>> begin

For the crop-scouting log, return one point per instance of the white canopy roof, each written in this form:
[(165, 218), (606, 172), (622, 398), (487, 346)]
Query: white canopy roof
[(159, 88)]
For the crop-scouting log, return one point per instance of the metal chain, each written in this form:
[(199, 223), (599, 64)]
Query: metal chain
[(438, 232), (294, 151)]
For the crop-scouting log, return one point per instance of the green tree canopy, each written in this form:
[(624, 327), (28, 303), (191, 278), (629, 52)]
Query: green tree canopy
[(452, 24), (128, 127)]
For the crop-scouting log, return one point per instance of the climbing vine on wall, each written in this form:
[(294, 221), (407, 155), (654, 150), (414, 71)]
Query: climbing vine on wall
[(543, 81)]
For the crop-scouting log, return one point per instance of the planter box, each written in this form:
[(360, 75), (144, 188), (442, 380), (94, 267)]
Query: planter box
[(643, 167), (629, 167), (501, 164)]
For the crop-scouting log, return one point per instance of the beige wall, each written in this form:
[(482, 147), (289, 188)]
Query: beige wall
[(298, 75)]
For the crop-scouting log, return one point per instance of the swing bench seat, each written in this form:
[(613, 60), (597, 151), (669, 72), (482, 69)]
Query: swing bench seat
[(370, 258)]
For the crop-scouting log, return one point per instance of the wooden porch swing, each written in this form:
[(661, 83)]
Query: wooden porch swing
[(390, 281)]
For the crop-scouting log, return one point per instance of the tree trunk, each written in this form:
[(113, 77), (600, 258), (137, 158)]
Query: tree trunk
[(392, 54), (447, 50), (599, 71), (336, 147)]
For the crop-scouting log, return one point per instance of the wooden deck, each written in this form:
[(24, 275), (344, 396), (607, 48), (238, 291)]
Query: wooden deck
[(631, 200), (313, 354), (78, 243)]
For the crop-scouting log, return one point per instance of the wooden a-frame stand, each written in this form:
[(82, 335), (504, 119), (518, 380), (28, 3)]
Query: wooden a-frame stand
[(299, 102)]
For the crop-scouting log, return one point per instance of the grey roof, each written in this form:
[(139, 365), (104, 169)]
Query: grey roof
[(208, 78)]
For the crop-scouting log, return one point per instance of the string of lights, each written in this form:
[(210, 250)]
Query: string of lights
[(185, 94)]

>> end

▶ WORK REQUIRED: Add a copy of the material, beginning at the line that has "of the beige" and stopping after the line that has "[(392, 54), (447, 50), (599, 71), (336, 147)]", with every line kept in place and 150 added to each coordinate in the answer point lists. Leave the numbers in the requests and in their format samples unchanged.

▶ CORRECT RESULT:
For the crop-scouting log, return one point per instance of the beige wall, each written in this form:
[(482, 147), (289, 188)]
Query: beige wall
[(448, 225)]
For the crop-scouting log, return one point per instance of the swing bench seat, each written in this form:
[(613, 60), (597, 151), (669, 72), (482, 69)]
Query: swing bench seat
[(520, 408)]
For the crop-scouting log, return one point per instance of the wooden porch swing, each written in this form:
[(661, 83)]
Query: wooden porch swing
[(540, 431)]
For the crop-scouting log, return one point per instance of the tree trunk, each written in this form:
[(113, 77), (600, 258), (137, 158)]
Query: tree trunk
[(542, 204), (597, 200), (749, 221), (486, 297)]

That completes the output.